■ EXERCISE MATERIAL:
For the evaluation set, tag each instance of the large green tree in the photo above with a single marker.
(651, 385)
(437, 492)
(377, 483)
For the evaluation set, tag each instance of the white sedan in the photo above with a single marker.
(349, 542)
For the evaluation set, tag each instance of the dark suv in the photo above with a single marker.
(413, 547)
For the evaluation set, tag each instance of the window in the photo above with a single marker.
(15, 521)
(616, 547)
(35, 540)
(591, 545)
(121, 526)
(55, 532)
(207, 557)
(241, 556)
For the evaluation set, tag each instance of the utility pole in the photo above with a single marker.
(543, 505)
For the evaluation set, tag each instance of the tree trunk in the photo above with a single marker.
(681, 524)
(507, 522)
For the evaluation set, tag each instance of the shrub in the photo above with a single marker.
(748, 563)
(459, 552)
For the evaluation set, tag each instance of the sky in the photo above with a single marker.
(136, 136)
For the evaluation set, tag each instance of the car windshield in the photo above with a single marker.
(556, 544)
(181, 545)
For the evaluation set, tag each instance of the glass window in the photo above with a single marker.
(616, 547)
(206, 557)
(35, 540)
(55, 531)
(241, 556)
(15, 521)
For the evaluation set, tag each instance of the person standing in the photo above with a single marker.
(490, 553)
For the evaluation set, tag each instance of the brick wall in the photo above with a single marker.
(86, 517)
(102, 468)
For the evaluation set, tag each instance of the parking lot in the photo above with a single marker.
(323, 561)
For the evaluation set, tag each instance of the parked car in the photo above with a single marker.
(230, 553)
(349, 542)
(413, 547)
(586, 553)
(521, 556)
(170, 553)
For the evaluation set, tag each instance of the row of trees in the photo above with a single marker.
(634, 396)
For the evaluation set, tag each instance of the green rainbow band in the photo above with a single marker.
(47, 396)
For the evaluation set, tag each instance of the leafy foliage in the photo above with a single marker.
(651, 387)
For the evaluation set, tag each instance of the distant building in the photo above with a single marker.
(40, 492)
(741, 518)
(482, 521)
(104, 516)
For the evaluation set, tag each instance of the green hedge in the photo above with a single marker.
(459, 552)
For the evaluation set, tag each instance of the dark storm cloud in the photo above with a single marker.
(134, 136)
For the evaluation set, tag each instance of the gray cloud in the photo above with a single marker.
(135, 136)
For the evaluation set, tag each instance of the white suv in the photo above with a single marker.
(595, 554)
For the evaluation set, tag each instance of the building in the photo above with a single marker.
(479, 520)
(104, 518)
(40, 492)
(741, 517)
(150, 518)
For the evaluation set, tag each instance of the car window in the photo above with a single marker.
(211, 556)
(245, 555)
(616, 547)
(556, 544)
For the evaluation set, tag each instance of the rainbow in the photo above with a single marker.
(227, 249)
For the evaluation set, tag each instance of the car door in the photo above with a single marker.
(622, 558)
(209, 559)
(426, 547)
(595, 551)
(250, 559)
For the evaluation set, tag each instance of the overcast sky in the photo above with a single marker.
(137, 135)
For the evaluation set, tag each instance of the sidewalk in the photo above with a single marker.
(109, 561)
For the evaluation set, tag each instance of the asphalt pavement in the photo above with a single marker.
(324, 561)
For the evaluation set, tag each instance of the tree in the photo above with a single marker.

■ REQUEST:
Every record should be given again exactly.

■ EXERCISE ANSWER:
For the evaluation set, tag each instance of the large green tree in the photo above with a single marker.
(651, 385)
(437, 492)
(377, 483)
For the evaluation set, tag each instance of the white sedan in the photo above with a single marker.
(349, 542)
For the evaluation set, tag each instance of the dark suv in the photo above with a single marker.
(413, 547)
For the evaluation set, tag each instance of the window in the photo above with a single marker.
(15, 521)
(616, 547)
(35, 540)
(591, 545)
(121, 526)
(55, 532)
(207, 557)
(241, 556)
For the evaluation set, tag each instance of the utility pole in the photo above with a single marker.
(543, 505)
For the evaluation set, tag each instance of the tree trunk in the photo above with a single marker.
(681, 524)
(507, 522)
For the evaluation set, tag each instance of the shrub in the photo above with a single marker.
(748, 563)
(459, 552)
For the evaluation set, tag each instance of the sky in the photo above with a single marker.
(136, 136)
For the evaluation set, tag each instance of the car windshield in the photo above with a single marker.
(556, 544)
(181, 545)
For the evaluation set, tag each instance of the glass window in the photo above with a single marker.
(616, 547)
(206, 557)
(35, 540)
(55, 531)
(241, 556)
(15, 521)
For the evaluation set, tag each instance of the person standing in the photo above with a single marker.
(490, 553)
For the evaluation set, tag each instance of the brick wall in the photo above with a single marker.
(86, 517)
(102, 468)
For the evaluation set, tag each instance of the parking lot in the photo above with a single marker.
(323, 561)
For the evaluation set, tag each instance of the parked car in the photo above with a single marker.
(230, 553)
(349, 542)
(413, 547)
(586, 553)
(521, 556)
(170, 553)
For the evaluation set, tag each instance of the row of trees in the photo above with a single marker.
(634, 396)
For the evaluation set, tag each instance of the green rainbow band in the photo above with a single marker.
(47, 396)
For the evaluation set, tag each instance of the leafy foliage in the photo above with a single marker.
(651, 387)
For the evaluation set, tag each instance of the distant building in the photo above with a single marker.
(40, 492)
(741, 518)
(482, 521)
(104, 516)
For the evaluation set, tag each instance of the green hedge in the photo above with a single marker.
(459, 552)
For the evaluation set, tag each instance of the dark storm cloud in the photo above with a single marker.
(134, 136)
For the evaluation set, tag each instance of the gray cloud in the photo above with a single marker.
(135, 136)
For the evaluation set, tag each instance of the white suv in the photo above with a single marker.
(595, 554)
For the evaluation set, tag each instance of the building in the photo above with a single marker.
(479, 520)
(104, 518)
(40, 492)
(741, 517)
(150, 518)
For the evaluation set, tag each instance of the car window in the photo above with a single marker.
(211, 556)
(245, 555)
(616, 547)
(556, 544)
For the evaluation set, tag each instance of the rainbow in the photo above with a single marker.
(227, 249)
For the evaluation set, tag each instance of the car door in the photo above with a single marker.
(622, 558)
(209, 559)
(426, 547)
(595, 551)
(250, 559)
For the evaluation set, tag each instance of the overcast sky in the photo above with a single marker.
(137, 135)
For the evaluation set, tag each instance of the sidewalk in the photo above with a single marker.
(109, 561)
For the evaluation set, tag each instance of the asphalt pavement in the photo above with a single marker.
(324, 561)
For the evaluation set, tag each instance of the tree in the photo above with a single marker.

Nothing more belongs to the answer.